*Task set*.
1. In the handbook review below, why does the reviewer count the exercise numbering in chapter 6 as a problem? Answer in one to three sentences.
2. Answer these questions using the handbook review below:
(a) How many exercises are in the practical part of the first chapter?
(b) Which transistor is used in the last two exercises of the fifth chapter?
(c) Which figure contains the factual shortcoming the reviewers noticed, and on what page is it?
3. List every device that the handbook review below says the sixth chapter discusses or presents.
::: Text block :::
The first chapter deals with issues related to energy sources. In the theoretical introduction, several sources of electricity are presented - from power plants to batteries and accumulators. In the practical part we will find 4 exercises related to different ways of obtaining electric current: by means of chemical reaction, solar energy and mechanical work.
The second chapter is devoted to resistors. It discusses the basic properties of resistors, both fixed and variable, such as potentiometers, thermistors and photoresistors. The theory is translated into practice through 9 exercises discussing the following issues:
• serial, parallel and mixed resistor connections;
• the use of a resistor as a current limiter in a circuit;
• -voltage dividers;
• -thermistor;
• photoresistor.
The theoretical, third chapter three is devoted to capacitors. The fourth chapter discusses various types of switches - from simple momentary switches to various types of switches and relays. The theory is illustrated by 8 practical exercises. The fifth chapter is devoted to semiconductor components such as diodes and transistors. Theoretical issues were presented in 10 practical exercises. The first four exercises concern the polarity of the rectifier diodes and the Zener diodes. Four others present examples of analogue systems based on NPN and PNP bipolar transistors. In the last two exercises the nMOSFET field-effect transistor was used. The last, sixth chapter concerns optoelectronic devices. It discusses single-color LEDs and LED sets such as RGB LEDs and seven-segment displays. In addition, elements such as a photodiode, phototransistor and optical coupler (optocoupler) are presented. The theory is illustrated with 12 exercises.
The entire handbook is written in a very accessible way, using simple, understandable language. We consider the selection of theoretical content and practical exercises to be very good. After reading the handbook once, we noticed two minor shortcomings. The first one is factual. In figure 5.7 (page 172), the diagram of voltage after the rectifier diode goes through zero. The second problem concerns a slight inconsistency in the numbering of exercises in chapter 6. In the remaining chapters each practical exercise is a numbered subchapter of the second level, while the last two exercises of chapter 6 are secondary subchapters. This is a difficulty for those who run the classes and do not need to read the theoretical introduction to each exercise.
::: Extracted material :::
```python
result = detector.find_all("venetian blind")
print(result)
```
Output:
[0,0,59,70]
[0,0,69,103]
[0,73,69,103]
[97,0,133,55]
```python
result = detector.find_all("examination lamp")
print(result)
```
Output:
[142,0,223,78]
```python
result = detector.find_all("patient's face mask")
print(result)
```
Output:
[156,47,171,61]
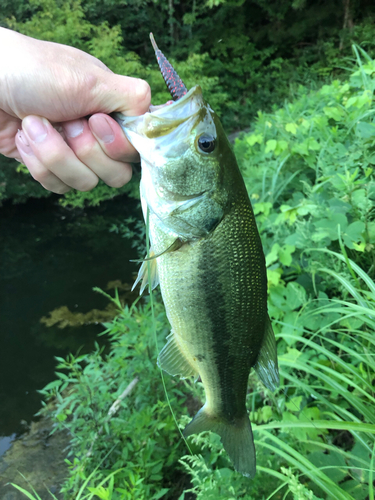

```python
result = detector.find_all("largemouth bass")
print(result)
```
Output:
[117,35,279,477]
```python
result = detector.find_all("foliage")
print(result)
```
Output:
[35,297,186,500]
[9,11,375,500]
[0,0,375,207]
:::
*Replies*.
1. In the other chapters, each practical exercise is a numbered second-level subchapter, but the last two exercises of chapter 6 are secondary subchapters. This makes things harder for people who run the classes and do not need to read the theoretical introduction to each exercise.

2.
(a) 4
(b) The nMOSFET field-effect transistor
(c) Figure 5.7, on page 172

3.
single-color LEDs
RGB LEDs
seven-segment displays
photodiode
phototransistor
optical coupler (optocoupler)